(Dataset records)

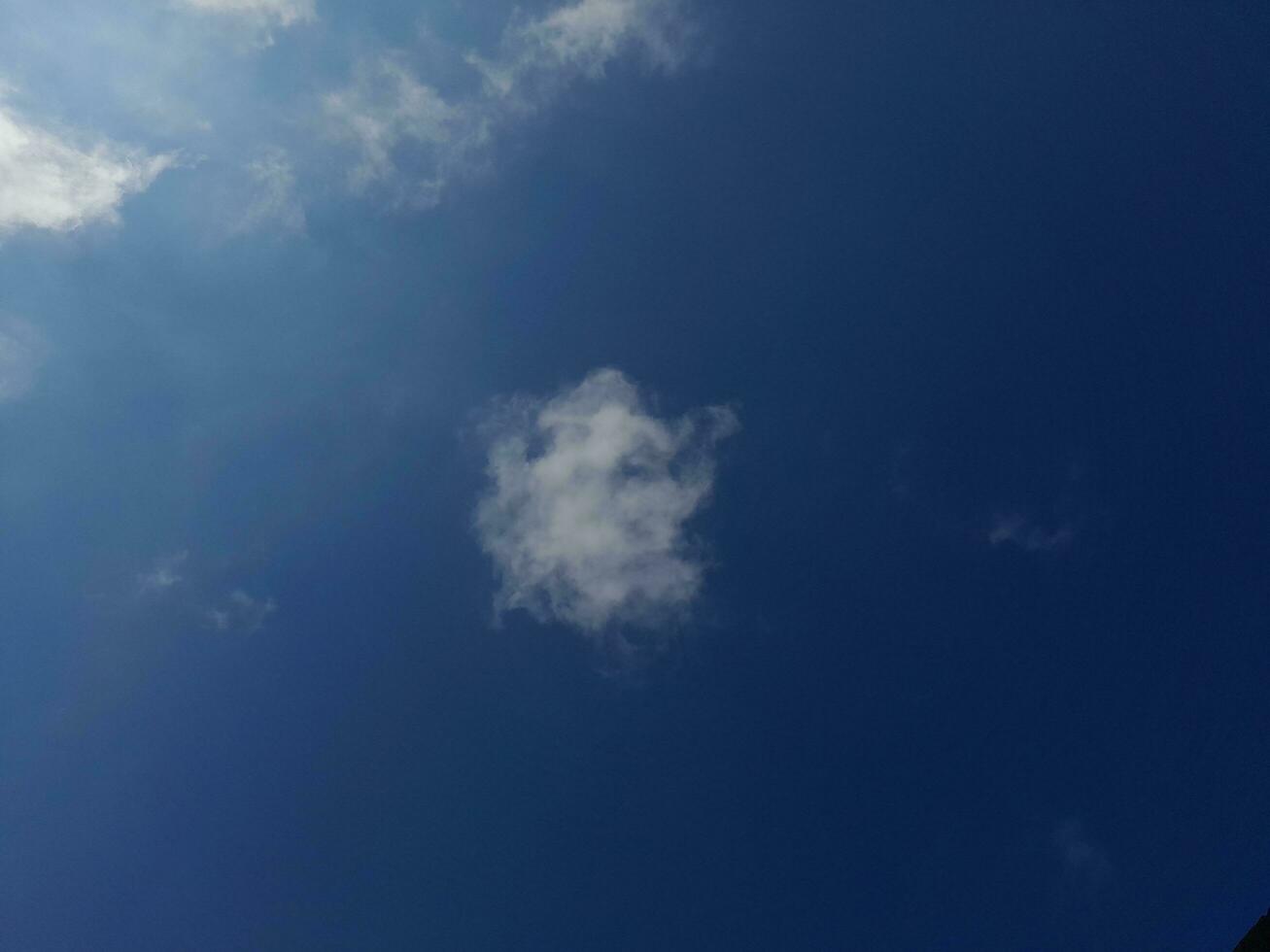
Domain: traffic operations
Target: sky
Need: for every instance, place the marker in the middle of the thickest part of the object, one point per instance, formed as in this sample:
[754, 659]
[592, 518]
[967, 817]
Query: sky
[634, 475]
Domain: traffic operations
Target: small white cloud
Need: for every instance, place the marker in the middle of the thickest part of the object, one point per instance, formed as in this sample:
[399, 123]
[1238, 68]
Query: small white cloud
[284, 13]
[21, 353]
[164, 575]
[274, 202]
[413, 141]
[49, 182]
[588, 34]
[1017, 529]
[588, 501]
[241, 612]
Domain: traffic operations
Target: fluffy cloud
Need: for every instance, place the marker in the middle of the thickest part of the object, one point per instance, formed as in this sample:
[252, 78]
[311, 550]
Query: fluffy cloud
[49, 182]
[273, 202]
[588, 501]
[241, 612]
[21, 352]
[281, 12]
[412, 140]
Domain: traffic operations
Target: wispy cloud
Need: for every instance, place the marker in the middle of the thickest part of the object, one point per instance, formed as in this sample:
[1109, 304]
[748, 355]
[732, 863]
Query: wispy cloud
[273, 201]
[174, 583]
[1084, 862]
[164, 575]
[50, 181]
[241, 612]
[21, 353]
[284, 13]
[412, 140]
[1018, 530]
[588, 501]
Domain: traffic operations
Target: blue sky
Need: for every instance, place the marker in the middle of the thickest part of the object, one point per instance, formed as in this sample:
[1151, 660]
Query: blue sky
[633, 474]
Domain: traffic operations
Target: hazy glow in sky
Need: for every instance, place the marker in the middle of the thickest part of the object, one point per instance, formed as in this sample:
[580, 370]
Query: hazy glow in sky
[633, 475]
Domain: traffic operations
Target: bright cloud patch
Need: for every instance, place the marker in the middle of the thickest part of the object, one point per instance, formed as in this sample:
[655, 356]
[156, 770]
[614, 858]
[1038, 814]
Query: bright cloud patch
[590, 497]
[412, 140]
[48, 182]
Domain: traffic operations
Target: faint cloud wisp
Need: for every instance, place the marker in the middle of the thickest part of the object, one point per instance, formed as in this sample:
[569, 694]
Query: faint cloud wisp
[1021, 532]
[21, 353]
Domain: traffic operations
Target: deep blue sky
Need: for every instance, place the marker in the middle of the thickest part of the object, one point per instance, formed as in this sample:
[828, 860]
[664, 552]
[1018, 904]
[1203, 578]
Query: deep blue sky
[981, 654]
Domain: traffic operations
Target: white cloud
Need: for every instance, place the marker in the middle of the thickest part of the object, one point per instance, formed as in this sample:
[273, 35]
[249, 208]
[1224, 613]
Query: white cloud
[164, 575]
[1016, 529]
[241, 612]
[587, 34]
[273, 202]
[49, 182]
[413, 140]
[588, 501]
[281, 12]
[21, 353]
[386, 110]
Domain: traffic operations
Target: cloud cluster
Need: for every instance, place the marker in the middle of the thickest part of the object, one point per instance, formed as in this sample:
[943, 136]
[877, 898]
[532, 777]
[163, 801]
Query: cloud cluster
[588, 501]
[49, 182]
[21, 352]
[412, 140]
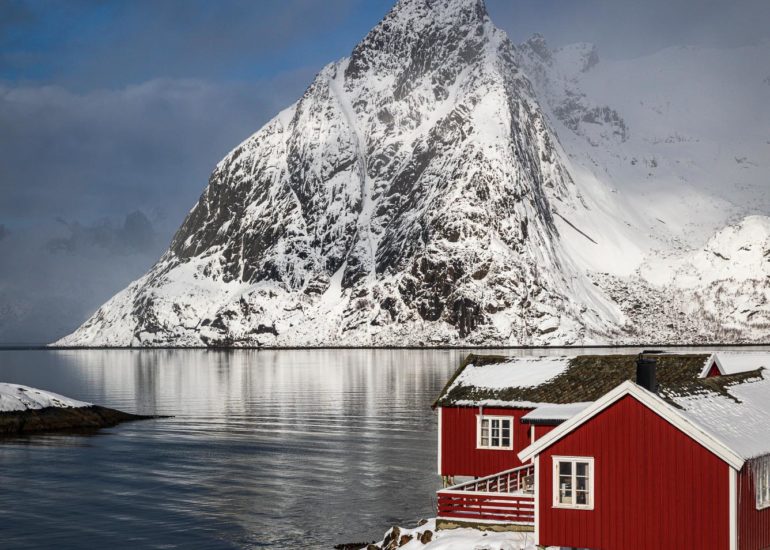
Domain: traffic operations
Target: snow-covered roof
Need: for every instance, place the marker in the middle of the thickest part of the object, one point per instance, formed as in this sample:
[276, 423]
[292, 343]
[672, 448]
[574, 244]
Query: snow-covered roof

**What the task asks**
Copy the records above exactly, beginning at the line that contains "Target: faint cloud wisp" and stopping after the line that contains "Target: deep blue sky".

**Completed exercise**
Target: faint cloud wisp
Need: for every instance, place the marker in the middle of the thickest part of the object, one point per instance, formed as in this sample:
[569, 694]
Query: faint cloud wisp
[1021, 532]
[21, 353]
Domain: traffic operations
Target: deep blue sky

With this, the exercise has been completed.